ЧТО ТРЕБУЕТСЯ: Продолжите приведенную ниже рецензию на книгу Леты Югай «Забыть-река», начав сразу после ее последней строки.

СТРАНИЦА:
Журнальный зал

Русский
толстый журнал как эстетический феномен

Опубликовано в журнале: Новый Мир 2015, 8

Андрей Пермяков 

Ладонь — небо (Лета Югай. Забыть-река)

 

Лета Югай. Забыть-река. М., «Воймега», 2015, 52 стр.

Давным-давно… Правда же, рецензию на книгу, где первый раздел назван «Записки странствующего фольклориста» хорошо начать именно таким оборотом? Так вот: давным-давно, кажется, лет шестьдесят назад, в литературе необыкновенно популярной стала тема возвращения и возрождения. Это было естественным после долгого времени разрушений. Сочетание обращенности в прошлое и стремления к общественным переменам тоже не диво. Владимир Паперный хорошо рассказал об этом в книге «Культура Два»: в определенные периоды консолидация культуры делается важней стремления к новшествам — так иногда растянутые пути снабжения вредят переселенцам.
Конечно, возвращаясь к истокам, люди острее понимали свою корневую, национальную принадлежность. В собственно русской культуре этот процесс обретал разные формы: от продуктивных и контактных до весьма диковатых. С национальными литературами было еще сложней. Их деятели разом способствовали (чаще невольно) росту очень рискованных тенденций и обогащали русскую словесность. Достаточно вспомнить, сколько сделал для такого обогащения Геннадий Айги. Интересное, словом, было время.
А потом пришлось заметить дивную вещь: никуда из прежней культурной ситуации мы не ушли. Мы обитаем в очень традиционном, архаичном мире. Вот семиклассницы, сбрасывающие в айфонах друг дружке страшные истории (их теперь называют криппи-треды) через программу Bubuta! — чем они отличаются от своих сверстниц стопятидесятилетней давности, прибегавших для той же цели к помощи чернил? Или слухи городские, воспетые еще Высоцким: тоже фольклор вполне. При этом обитатели мегаполисов ухитряются радовать свое самолюбие, потешаясь над деревенскими. «Был, дескать, в деревне, дача там у меня. Бабы у них до сих пор в огненную змею верят, понял? Лопух от нее на забор вешают, гы-ы…» И тем же голосом тому же соседу рассказывает, как ловчее приспособить компакт-диск на лобовом стекле, чтоб он ментовской радар отражал.
Но да: в сельской местности и малых городах фольклорный мир рельефней. Наверное, еще рельефней он там, где проходит грань совсем разных, но очень давно взаимосвязанных культур. О подобном в аспекте взаимодействия русской культуры и культуры коми интересно пишет Екатерина Соколова, например. Не о далеком прошлом пишет, но именно об актуальном бытовании.
Хотя ведь и у нас, в самых русских областях России, тоже билингвизм как минимум. Народная и высокая культуры играют друг с другом уже века три, часто заигрываясь до степени полного смешения. Вот Лета Югай обрабатывает записанную ею быличку:

<...>

Волчья стая, один-то волк белый-белый,
Рядом черный. Последний бежит хромой.

Записи с указанием объектов на фото:
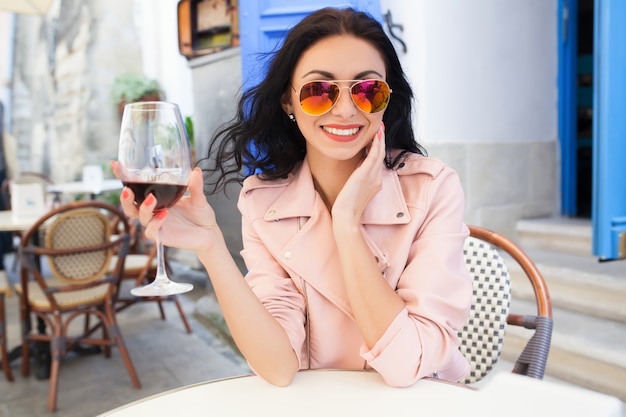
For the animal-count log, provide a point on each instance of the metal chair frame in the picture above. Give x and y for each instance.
(532, 360)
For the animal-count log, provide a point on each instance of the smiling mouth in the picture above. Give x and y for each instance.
(342, 132)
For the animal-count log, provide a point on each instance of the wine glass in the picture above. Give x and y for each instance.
(155, 158)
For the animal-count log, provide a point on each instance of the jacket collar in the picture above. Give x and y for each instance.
(388, 206)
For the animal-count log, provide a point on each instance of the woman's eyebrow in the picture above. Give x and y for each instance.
(328, 75)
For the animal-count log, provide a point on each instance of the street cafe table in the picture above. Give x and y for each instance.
(82, 187)
(8, 223)
(362, 393)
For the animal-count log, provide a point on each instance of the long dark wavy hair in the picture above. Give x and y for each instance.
(261, 139)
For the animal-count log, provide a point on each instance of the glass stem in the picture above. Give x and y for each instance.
(161, 275)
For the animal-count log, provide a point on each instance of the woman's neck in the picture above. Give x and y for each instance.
(329, 177)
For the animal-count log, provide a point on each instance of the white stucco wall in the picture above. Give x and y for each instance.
(157, 23)
(485, 77)
(483, 70)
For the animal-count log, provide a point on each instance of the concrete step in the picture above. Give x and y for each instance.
(578, 283)
(588, 298)
(586, 351)
(561, 234)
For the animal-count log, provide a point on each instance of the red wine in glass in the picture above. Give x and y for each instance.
(166, 194)
(154, 155)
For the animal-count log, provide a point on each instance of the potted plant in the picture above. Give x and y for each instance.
(132, 87)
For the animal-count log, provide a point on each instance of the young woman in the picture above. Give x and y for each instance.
(353, 239)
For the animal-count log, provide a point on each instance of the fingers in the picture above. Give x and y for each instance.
(196, 187)
(115, 167)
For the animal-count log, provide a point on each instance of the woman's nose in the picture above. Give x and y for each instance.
(345, 105)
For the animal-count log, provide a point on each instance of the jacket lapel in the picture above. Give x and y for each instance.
(297, 229)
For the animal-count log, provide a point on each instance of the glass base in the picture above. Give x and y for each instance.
(162, 288)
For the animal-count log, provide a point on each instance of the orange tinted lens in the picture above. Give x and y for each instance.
(371, 96)
(317, 97)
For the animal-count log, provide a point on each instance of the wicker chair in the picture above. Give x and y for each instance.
(483, 335)
(77, 245)
(5, 290)
(140, 268)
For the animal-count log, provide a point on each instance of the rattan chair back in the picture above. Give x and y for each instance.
(481, 340)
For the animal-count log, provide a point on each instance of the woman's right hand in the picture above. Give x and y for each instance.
(189, 224)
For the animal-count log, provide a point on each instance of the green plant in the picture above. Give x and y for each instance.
(130, 87)
(189, 128)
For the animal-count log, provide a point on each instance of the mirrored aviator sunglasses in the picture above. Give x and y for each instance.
(318, 97)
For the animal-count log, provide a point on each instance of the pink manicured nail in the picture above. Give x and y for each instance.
(149, 199)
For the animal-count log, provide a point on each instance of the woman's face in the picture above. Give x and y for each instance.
(342, 133)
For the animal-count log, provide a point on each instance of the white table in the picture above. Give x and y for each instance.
(360, 393)
(8, 223)
(80, 187)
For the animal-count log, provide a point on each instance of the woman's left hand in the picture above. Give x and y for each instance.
(364, 183)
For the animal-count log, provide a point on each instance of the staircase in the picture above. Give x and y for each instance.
(589, 305)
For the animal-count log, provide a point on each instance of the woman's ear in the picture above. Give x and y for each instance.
(285, 103)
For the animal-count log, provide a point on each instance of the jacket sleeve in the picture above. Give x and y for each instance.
(273, 286)
(436, 289)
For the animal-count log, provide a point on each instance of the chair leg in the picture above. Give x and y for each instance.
(54, 371)
(115, 338)
(3, 343)
(183, 316)
(160, 303)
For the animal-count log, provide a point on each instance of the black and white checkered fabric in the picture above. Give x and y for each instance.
(481, 338)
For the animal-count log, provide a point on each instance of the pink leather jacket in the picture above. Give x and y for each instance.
(414, 228)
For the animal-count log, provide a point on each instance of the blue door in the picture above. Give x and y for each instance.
(263, 24)
(609, 130)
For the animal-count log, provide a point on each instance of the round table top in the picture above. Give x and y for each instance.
(363, 393)
(311, 393)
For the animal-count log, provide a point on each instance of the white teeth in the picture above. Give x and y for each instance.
(341, 132)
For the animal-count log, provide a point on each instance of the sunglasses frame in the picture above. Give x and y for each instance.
(337, 82)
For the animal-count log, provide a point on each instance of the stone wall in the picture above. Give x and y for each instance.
(63, 116)
(504, 181)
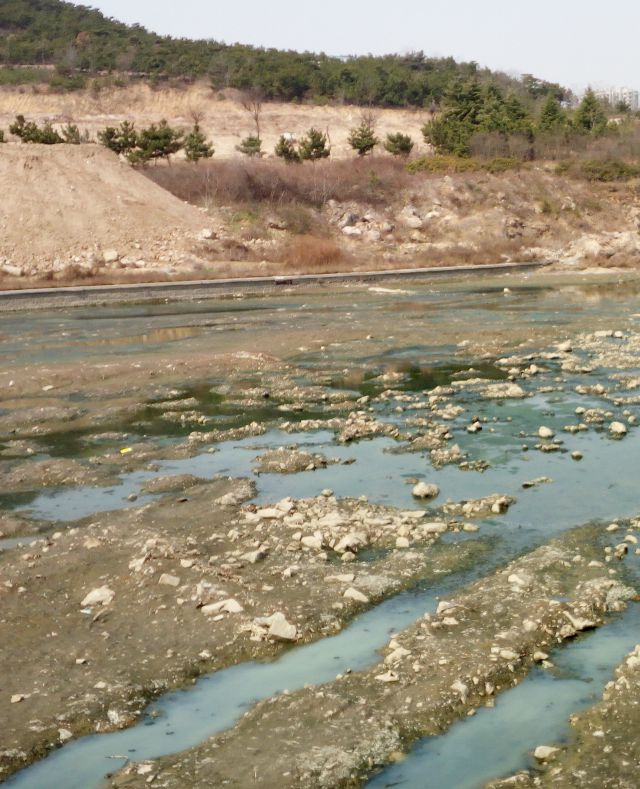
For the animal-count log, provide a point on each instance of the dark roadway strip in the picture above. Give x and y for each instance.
(167, 289)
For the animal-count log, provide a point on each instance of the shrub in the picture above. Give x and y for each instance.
(30, 132)
(71, 134)
(501, 164)
(609, 170)
(122, 140)
(363, 139)
(443, 164)
(286, 150)
(196, 146)
(313, 146)
(459, 164)
(398, 144)
(311, 252)
(251, 146)
(158, 141)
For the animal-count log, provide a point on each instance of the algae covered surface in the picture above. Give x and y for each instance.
(383, 508)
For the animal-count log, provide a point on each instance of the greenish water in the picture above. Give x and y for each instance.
(349, 338)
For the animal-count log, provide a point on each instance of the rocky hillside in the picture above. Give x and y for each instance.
(77, 212)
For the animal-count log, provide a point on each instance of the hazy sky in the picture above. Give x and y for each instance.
(575, 42)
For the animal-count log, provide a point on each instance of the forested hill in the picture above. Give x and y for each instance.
(80, 42)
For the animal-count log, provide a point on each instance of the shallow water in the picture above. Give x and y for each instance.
(498, 742)
(215, 702)
(416, 334)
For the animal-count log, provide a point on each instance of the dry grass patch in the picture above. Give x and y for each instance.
(372, 181)
(308, 253)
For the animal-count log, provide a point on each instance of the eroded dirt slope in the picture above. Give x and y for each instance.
(68, 203)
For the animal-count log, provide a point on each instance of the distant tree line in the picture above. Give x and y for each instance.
(477, 117)
(81, 42)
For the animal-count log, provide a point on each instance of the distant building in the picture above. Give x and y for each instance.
(615, 95)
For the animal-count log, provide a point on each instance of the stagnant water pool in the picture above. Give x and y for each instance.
(426, 336)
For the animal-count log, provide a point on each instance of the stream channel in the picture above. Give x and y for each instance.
(602, 486)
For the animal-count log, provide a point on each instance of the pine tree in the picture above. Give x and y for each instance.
(590, 117)
(196, 146)
(286, 149)
(71, 134)
(250, 146)
(122, 140)
(158, 141)
(398, 144)
(552, 118)
(313, 146)
(363, 139)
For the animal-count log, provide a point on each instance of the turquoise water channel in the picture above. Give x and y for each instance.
(350, 336)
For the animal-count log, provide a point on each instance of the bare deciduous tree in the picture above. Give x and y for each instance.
(252, 100)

ОТВЕТ:
И взглянул не по-волчьи, с тоской такой, странное дело!
А в медпунхте Фаина мне говорит: был случай нечист,
Прошлым летом в Остахово пропал свадебный поезд.

И хромой там был — Танюшкин внук, гармонист.

Это вроде бы настолько буквальная цитата из А. К. Толстого, что хочется сперва заподозрить автора в поиске чрезмерно легких путей. Помните ведь у классика:

…Ты увидишь лежащих
Девять мертвых старух.
Впереди их седая,
  Позади их хромая,

Все в крови... С нами сила господня!

Но вчитаемся в текст Леты Югай. Во-первых, это какое время? Скорее всего, судя по антуражу — свадебный поезд, гармонист, медпункт, даже имя Фаина, — шестидесятые годы. Время максимального взаимодействия русской литературы и русского быта. Именно тогда, наверное, и появилось такое отражение отражения, когда авторская литература, освоив фольклорные сюжеты, сама оказалась их источником. Позже культуры опять уже стали взаимоотчуждаться. Но очень многое в этом смысле еще продолжалось, полного распада не произошло, к счастью.
Впервые оказавшись на истинно русском Севере, я очень удивлялся манерам тамошних речей. А потом ничего, привык. Как привык и к удивительному проникновению книжной образованности в самые разные слои тамошнего населения. Ради критики соотечественников скажу: мордобоя, лени и неуважения там чуть же меньше, нежели на родном Урале. Но вот уважения к слову больше. К разному самому книжному слову. Откуда это идет? От старообрядцев? Вряд ли. Прикамье ведь тоже кержацкие места, но там языковой пейзаж меняется куда быстрей, население активнее следит за всем актуальным. А тут вот о вечном больше. Или, скажем так, о состоявшемся. Вот снова очевидная аллюзия, теперь на Сэлинджера:

У них косы — горючее золото, лик пригож.
Сарафаны — красное знамя, как ни скажи.
Они ловят детей, зашедших в густую рожь,
Чтоб никогда уж не выйти из этой ржи.

А еще здесь, на вологодчине и чуть северней, уже много веков обитает ярко-желтый длинношеий лев, совсем не похожий на льва живого или киношного, но зато дальний родственник вставшего на дыбы льва западных рыцарей. И глядит этот лев всегда на зрителя, подобно геральдическому леопарду, ибо собственно льва на гербах европейцы изображали в профиль:

С прялок, с домов с нарисованными часами,
С досок икон неуклюже спрыгивают впотьмах
Львы лупоглазые с вытянутыми носами,
С куцыми челками, с розами на хвостах.

А чаще всего льва можно было увидеть на крышках голбцев . Кстати, и самый термин этот означал нечто другое, чем в избах уральских жителей или крестьян центра России. На севере лаз в подпол устраивали с тем, чтоб верхняя его часть была ступенькой для всхода на печь. Боюсь, кто не видел — тем объяснить сразу не выйдет, но функционально и лев этот самый из-под печи смотрит.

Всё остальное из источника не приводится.